* **Enunciado do exercício**
Imprima, sem nenhuma alteração, o trecho dos dados que começa na linha que contém "Task: Q: Indicate the baseboard" e segue até o fim dos dados, incluindo essa primeira linha. Deixe as imagens fora da resposta.

▶

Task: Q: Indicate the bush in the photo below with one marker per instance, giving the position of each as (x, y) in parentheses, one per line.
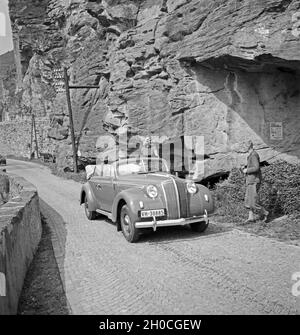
(281, 187)
(279, 193)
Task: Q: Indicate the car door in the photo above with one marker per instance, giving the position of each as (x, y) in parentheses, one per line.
(104, 187)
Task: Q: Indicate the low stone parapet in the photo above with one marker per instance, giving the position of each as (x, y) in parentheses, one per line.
(20, 234)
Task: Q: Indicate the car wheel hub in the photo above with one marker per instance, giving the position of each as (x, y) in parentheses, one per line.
(127, 223)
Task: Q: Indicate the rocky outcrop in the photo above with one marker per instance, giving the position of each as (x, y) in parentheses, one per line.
(225, 70)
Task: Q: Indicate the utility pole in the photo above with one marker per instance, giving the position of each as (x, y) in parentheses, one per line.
(71, 119)
(61, 83)
(33, 130)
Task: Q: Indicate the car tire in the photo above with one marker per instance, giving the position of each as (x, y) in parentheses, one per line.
(130, 232)
(199, 227)
(91, 215)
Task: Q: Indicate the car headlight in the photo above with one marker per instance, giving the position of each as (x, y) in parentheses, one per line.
(191, 187)
(152, 191)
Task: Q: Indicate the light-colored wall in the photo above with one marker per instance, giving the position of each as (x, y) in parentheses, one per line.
(20, 234)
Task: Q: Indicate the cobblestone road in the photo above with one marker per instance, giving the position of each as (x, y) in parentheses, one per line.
(173, 271)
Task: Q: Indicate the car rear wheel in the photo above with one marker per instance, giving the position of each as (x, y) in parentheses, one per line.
(128, 229)
(91, 215)
(199, 227)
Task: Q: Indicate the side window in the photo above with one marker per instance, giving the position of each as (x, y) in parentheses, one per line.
(98, 170)
(112, 171)
(106, 170)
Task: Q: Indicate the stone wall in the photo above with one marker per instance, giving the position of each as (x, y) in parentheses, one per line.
(222, 69)
(20, 233)
(15, 137)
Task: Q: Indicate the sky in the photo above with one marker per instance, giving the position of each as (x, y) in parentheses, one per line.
(5, 29)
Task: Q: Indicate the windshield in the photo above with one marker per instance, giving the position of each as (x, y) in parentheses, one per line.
(140, 166)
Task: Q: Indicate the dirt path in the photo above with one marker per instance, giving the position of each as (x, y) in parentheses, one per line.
(173, 271)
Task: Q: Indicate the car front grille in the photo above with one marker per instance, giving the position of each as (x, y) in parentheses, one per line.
(176, 196)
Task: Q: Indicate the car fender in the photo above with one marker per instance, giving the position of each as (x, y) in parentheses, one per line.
(131, 197)
(86, 189)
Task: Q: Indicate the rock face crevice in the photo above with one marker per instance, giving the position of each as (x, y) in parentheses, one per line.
(225, 70)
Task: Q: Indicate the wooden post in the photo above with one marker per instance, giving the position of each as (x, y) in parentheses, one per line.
(35, 137)
(66, 77)
(31, 137)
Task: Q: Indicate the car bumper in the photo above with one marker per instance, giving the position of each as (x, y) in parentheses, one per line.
(177, 222)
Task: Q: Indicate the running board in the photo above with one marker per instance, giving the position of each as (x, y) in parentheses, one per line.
(109, 215)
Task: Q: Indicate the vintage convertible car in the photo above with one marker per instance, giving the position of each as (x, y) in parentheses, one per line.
(140, 193)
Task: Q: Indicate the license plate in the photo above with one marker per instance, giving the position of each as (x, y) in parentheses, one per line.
(152, 212)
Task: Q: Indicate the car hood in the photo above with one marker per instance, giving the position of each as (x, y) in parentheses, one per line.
(146, 179)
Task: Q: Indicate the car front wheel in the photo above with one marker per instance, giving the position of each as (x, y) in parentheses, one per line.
(91, 215)
(128, 229)
(199, 227)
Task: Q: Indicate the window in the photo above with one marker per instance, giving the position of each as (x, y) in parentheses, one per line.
(106, 170)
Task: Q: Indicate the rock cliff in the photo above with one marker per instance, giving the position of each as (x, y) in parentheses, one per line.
(227, 70)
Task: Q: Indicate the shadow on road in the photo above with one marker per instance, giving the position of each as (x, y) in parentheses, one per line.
(172, 234)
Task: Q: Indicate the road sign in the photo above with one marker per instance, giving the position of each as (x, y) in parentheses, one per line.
(276, 132)
(58, 80)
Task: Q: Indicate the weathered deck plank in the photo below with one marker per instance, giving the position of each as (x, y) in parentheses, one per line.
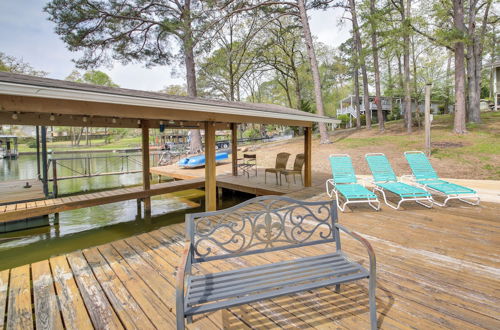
(47, 315)
(19, 314)
(101, 313)
(129, 312)
(159, 314)
(73, 309)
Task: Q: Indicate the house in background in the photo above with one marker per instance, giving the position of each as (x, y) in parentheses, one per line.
(388, 103)
(496, 84)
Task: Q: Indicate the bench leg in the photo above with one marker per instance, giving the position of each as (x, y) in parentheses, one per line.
(372, 286)
(180, 321)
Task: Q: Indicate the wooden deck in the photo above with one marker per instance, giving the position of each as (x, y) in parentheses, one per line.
(436, 268)
(18, 211)
(12, 191)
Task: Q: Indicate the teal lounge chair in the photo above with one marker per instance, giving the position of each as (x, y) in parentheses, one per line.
(425, 175)
(345, 183)
(385, 181)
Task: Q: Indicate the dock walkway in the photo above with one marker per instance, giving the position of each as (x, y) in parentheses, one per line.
(436, 268)
(252, 185)
(25, 210)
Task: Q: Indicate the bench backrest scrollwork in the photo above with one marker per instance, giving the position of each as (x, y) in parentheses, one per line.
(261, 224)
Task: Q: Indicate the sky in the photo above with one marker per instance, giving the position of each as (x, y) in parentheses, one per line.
(26, 33)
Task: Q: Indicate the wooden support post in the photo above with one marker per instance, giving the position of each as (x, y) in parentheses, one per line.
(308, 156)
(234, 148)
(145, 164)
(44, 161)
(38, 153)
(428, 119)
(55, 190)
(210, 171)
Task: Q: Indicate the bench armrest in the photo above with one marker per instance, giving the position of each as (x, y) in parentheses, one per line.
(359, 238)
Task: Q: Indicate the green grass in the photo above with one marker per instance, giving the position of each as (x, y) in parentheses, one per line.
(478, 149)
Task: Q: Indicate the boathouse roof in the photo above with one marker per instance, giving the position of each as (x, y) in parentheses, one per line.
(23, 93)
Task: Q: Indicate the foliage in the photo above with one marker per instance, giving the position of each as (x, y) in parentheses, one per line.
(15, 65)
(180, 90)
(94, 77)
(344, 120)
(395, 113)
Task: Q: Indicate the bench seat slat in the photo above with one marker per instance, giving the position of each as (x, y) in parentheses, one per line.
(299, 274)
(266, 273)
(259, 269)
(271, 294)
(273, 281)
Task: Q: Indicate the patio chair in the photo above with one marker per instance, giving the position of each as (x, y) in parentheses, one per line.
(281, 160)
(345, 183)
(298, 164)
(248, 164)
(385, 180)
(425, 176)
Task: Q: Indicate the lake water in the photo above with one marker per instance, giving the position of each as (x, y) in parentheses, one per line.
(87, 227)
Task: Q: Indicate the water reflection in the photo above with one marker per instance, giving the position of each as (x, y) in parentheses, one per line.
(79, 229)
(82, 228)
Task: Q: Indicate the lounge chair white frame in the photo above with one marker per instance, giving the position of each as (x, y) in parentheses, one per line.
(474, 199)
(380, 189)
(330, 190)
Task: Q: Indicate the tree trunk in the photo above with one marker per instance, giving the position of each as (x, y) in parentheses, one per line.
(314, 68)
(361, 61)
(447, 88)
(475, 60)
(406, 63)
(356, 97)
(195, 144)
(366, 97)
(458, 21)
(378, 100)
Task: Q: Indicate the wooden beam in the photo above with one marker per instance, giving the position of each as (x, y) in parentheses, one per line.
(210, 171)
(145, 164)
(234, 148)
(43, 119)
(110, 110)
(308, 156)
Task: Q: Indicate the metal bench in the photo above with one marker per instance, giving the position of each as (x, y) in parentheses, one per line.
(259, 226)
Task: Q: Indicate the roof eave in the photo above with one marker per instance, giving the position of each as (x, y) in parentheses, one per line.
(17, 89)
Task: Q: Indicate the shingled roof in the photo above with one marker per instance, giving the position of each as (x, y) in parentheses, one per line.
(30, 86)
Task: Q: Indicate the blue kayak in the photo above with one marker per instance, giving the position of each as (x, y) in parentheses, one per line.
(198, 161)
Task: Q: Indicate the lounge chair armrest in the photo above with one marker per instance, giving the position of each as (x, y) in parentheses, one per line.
(330, 186)
(359, 238)
(408, 178)
(364, 181)
(184, 266)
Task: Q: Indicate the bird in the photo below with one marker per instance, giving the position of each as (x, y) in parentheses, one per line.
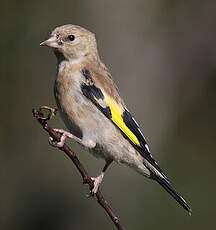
(93, 111)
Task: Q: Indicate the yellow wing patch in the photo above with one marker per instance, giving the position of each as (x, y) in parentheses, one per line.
(117, 111)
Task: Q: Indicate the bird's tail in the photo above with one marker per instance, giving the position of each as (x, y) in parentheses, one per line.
(169, 188)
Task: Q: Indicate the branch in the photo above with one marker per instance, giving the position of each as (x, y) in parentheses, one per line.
(86, 179)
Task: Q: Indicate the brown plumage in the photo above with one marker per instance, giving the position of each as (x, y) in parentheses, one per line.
(92, 109)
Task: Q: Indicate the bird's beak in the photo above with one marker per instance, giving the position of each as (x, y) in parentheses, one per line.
(50, 42)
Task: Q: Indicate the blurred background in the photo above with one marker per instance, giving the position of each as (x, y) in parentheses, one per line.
(162, 55)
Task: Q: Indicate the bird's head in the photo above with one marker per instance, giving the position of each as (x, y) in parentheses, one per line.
(71, 42)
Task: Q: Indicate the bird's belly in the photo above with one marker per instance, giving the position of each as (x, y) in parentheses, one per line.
(84, 119)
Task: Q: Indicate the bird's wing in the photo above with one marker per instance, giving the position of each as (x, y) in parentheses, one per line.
(120, 116)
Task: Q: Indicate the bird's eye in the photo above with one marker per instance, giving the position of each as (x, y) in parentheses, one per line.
(71, 37)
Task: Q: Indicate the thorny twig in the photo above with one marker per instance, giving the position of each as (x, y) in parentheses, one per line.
(86, 179)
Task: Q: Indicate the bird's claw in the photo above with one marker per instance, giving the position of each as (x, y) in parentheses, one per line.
(52, 112)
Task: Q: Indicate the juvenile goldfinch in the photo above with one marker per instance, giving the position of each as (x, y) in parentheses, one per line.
(92, 109)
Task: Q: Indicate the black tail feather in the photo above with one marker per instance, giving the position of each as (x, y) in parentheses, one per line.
(169, 188)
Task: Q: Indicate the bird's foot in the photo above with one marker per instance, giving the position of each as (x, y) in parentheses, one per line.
(64, 135)
(97, 182)
(52, 111)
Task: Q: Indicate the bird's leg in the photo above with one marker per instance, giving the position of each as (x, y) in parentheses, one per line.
(64, 135)
(97, 180)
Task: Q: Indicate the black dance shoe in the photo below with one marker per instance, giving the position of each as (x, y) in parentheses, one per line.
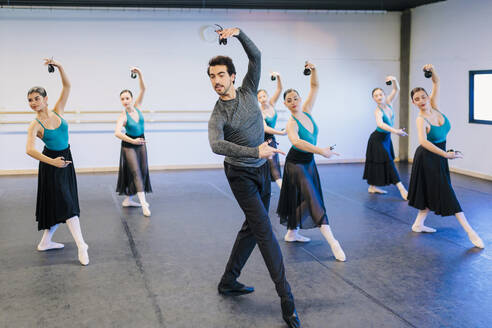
(289, 313)
(234, 289)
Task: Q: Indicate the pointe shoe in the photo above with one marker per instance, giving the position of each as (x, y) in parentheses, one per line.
(296, 238)
(476, 240)
(374, 190)
(83, 255)
(422, 228)
(338, 251)
(130, 203)
(145, 210)
(234, 289)
(51, 245)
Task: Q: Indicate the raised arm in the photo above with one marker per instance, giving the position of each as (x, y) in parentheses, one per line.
(276, 95)
(435, 86)
(313, 91)
(223, 147)
(380, 123)
(62, 100)
(139, 99)
(120, 123)
(32, 132)
(395, 91)
(422, 134)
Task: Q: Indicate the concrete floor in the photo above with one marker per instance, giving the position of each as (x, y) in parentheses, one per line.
(163, 271)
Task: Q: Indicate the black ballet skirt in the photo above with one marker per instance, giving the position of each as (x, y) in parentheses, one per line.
(133, 175)
(301, 199)
(57, 198)
(430, 183)
(273, 162)
(380, 169)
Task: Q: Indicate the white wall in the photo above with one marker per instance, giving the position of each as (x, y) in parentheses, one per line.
(454, 36)
(353, 53)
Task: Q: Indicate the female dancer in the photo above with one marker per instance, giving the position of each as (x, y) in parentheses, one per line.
(430, 183)
(133, 176)
(57, 199)
(380, 169)
(301, 199)
(270, 116)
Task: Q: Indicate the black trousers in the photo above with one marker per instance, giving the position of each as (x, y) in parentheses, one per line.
(251, 187)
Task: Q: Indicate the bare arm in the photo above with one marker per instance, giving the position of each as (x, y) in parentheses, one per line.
(313, 91)
(395, 91)
(62, 100)
(120, 123)
(31, 150)
(139, 99)
(272, 130)
(435, 86)
(276, 95)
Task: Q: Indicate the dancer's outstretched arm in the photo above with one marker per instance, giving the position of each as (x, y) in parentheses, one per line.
(313, 91)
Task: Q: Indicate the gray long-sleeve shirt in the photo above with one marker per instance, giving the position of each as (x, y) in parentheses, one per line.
(235, 128)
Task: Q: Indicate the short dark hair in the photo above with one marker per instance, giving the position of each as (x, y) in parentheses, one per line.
(376, 89)
(222, 60)
(126, 90)
(289, 91)
(40, 90)
(415, 90)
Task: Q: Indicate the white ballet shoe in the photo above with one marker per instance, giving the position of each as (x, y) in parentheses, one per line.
(291, 238)
(404, 194)
(422, 228)
(338, 251)
(145, 210)
(130, 203)
(476, 240)
(50, 245)
(374, 190)
(84, 255)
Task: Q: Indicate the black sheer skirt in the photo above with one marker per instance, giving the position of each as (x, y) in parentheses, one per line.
(430, 183)
(273, 162)
(57, 198)
(301, 198)
(133, 175)
(380, 169)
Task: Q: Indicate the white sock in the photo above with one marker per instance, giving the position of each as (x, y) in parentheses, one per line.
(418, 225)
(46, 243)
(279, 183)
(472, 235)
(403, 191)
(293, 235)
(74, 227)
(334, 244)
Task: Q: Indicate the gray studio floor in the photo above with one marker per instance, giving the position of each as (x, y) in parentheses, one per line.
(163, 271)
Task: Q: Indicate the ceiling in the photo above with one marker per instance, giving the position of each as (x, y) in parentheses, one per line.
(388, 5)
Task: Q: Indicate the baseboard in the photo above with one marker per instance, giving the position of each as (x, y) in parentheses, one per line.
(112, 169)
(474, 174)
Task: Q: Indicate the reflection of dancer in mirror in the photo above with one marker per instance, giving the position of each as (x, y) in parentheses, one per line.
(301, 203)
(270, 116)
(235, 130)
(57, 200)
(430, 183)
(133, 176)
(380, 169)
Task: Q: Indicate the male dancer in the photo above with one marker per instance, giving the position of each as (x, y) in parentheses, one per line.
(235, 129)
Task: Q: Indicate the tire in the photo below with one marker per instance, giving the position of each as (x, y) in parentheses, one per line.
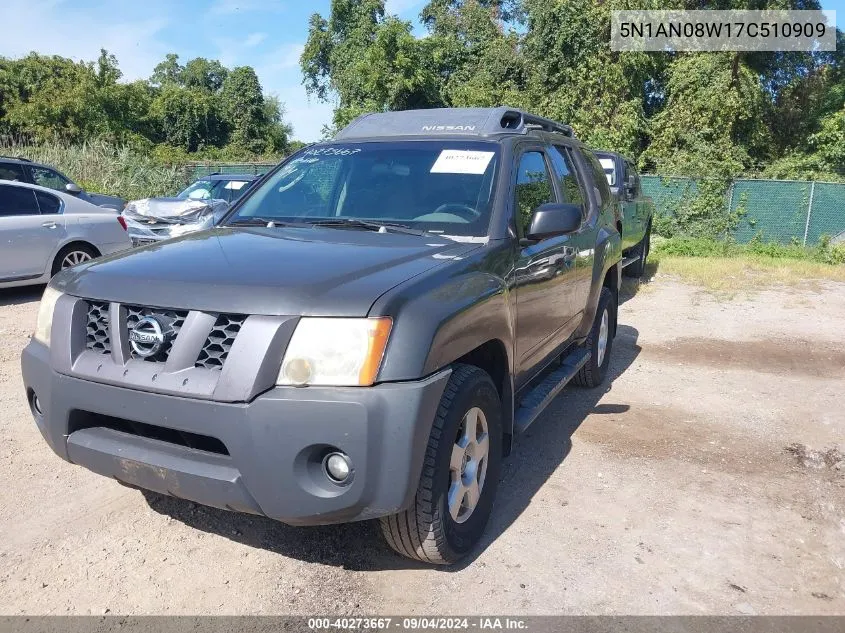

◀

* **Resposta correta**
Task: Q: Indicate the baseboard in the photo above with one marker per instance, giving the position of each as (x, y) in parentheses, one per line.
(112, 169)
(474, 174)
Task: Q: Indicate the reflection of dancer in mirror in the photo above with one marker per instance, giving the position of each as (x, y) in parentheses, one per line.
(301, 203)
(270, 116)
(235, 130)
(57, 200)
(430, 183)
(133, 176)
(380, 169)
Task: Q: Indicate the male dancer in the photo above with one marker per instance, giving the position of each as (x, y) in parentheses, one per line.
(235, 129)
Task: Q: Indicate the tire in the photo below with one marker per instance, giving the position of each as (x, y) in parentheses, one per line.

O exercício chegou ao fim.